### ИСХОДНЫЙ ТЕКСТ
--------------------------------

Записки иркутянки
Продолжаем публикацию глав из второй книги почетного гражданина города Иркутска Лидии Ивановны Тамм.
Изъятие церковных ценностей
Это «мероприятие» наделало много шума. Ариша вернулась
с базара, отоваривала там хлебные карточки, принесла
новые слухи. Кто говорит, что будут дорогие иконы забирать
из церквей и продавать за границу. Кто кричит, что можно
прожить и без икон, вон при Петре I, когда воевали со
шведами, колокола снимали и переливали на пушки. А некоторые
ссылаются на постановление об отделении церкви от государства,
мол, какое ему теперь дело до наших икон.
Не успела Ариша все это рассказать, как пришли наши
монашки: мать Евлампия с послушницей. Они ходили на
исполнение какой-то требы и попутно завернули к нам.
Посетовали, что жить стало тяжелее. На своем хозяйстве
далеко не уедешь, прихожан стало меньше, в безбожники
подались.
— Давеча, — начала мать Евлампия, — говорят, на Большой
и Амурской демонстрация под музыку шла. Разные плакаты
несли с призывами, чтоб помогали голодающим. А позади
ехал грузовик, на нем басурмане представление делали.
Ну, чистое изгальство! Один наряжен батюшкой, прохожих
крестом осеняет и кривляется. Рядом «буржуй» стоит в
цилиндре. А несколько человек под голодающих одеты,
что-то говорят, поют. К чему такое безобразие?
— Совсем ни к чему, — вступила в разговор бабушка.

--------------------------------

### ИСХОДНЫЕ ДАННЫЕ

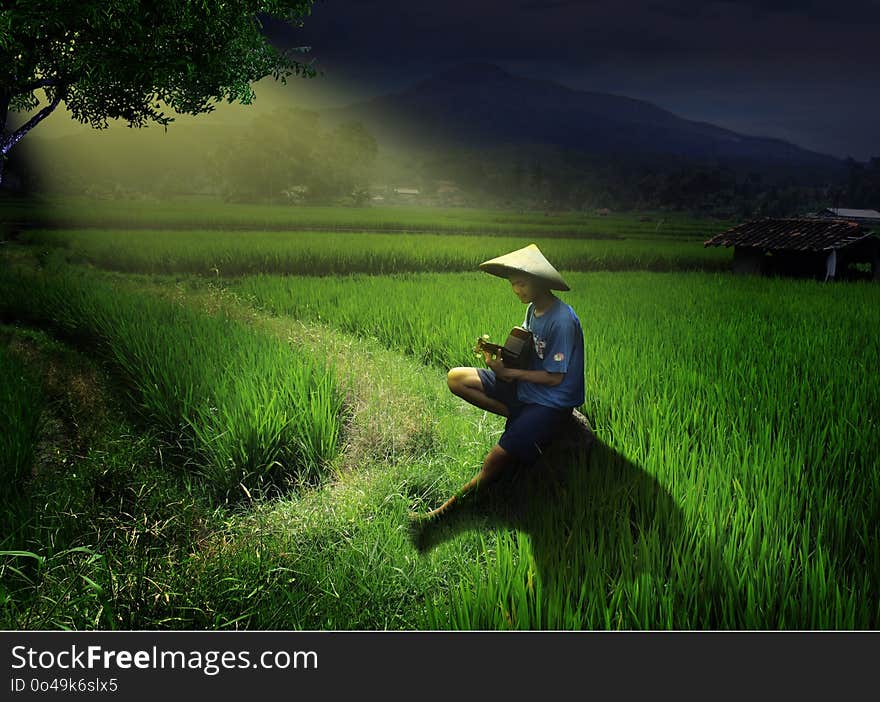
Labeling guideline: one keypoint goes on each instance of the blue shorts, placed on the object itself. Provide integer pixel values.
(529, 428)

--------------------------------

### УСЛОВИЕ ЗАДАНИЯ
Перепишите исходный текст целиком, слово в слово, ничего не меняя. Строки для выполнения этого задания не нужны.

### РЕШЕНИЕ ЗАДАНИЯ
Записки иркутянки
Продолжаем публикацию глав из второй книги почетного гражданина города Иркутска Лидии Ивановны Тамм.
Изъятие церковных ценностей
Это «мероприятие» наделало много шума. Ариша вернулась
с базара, отоваривала там хлебные карточки, принесла
новые слухи. Кто говорит, что будут дорогие иконы забирать
из церквей и продавать за границу. Кто кричит, что можно
прожить и без икон, вон при Петре I, когда воевали со
шведами, колокола снимали и переливали на пушки. А некоторые
ссылаются на постановление об отделении церкви от государства,
мол, какое ему теперь дело до наших икон.
Не успела Ариша все это рассказать, как пришли наши
монашки: мать Евлампия с послушницей. Они ходили на
исполнение какой-то требы и попутно завернули к нам.
Посетовали, что жить стало тяжелее. На своем хозяйстве
далеко не уедешь, прихожан стало меньше, в безбожники
подались.
— Давеча, — начала мать Евлампия, — говорят, на Большой
и Амурской демонстрация под музыку шла. Разные плакаты
несли с призывами, чтоб помогали голодающим. А позади
ехал грузовик, на нем басурмане представление делали.
Ну, чистое изгальство! Один наряжен батюшкой, прохожих
крестом осеняет и кривляется. Рядом «буржуй» стоит в
цилиндре. А несколько человек под голодающих одеты,
что-то говорят, поют. К чему такое безобразие?
— Совсем ни к чему, — вступила в разговор бабушка.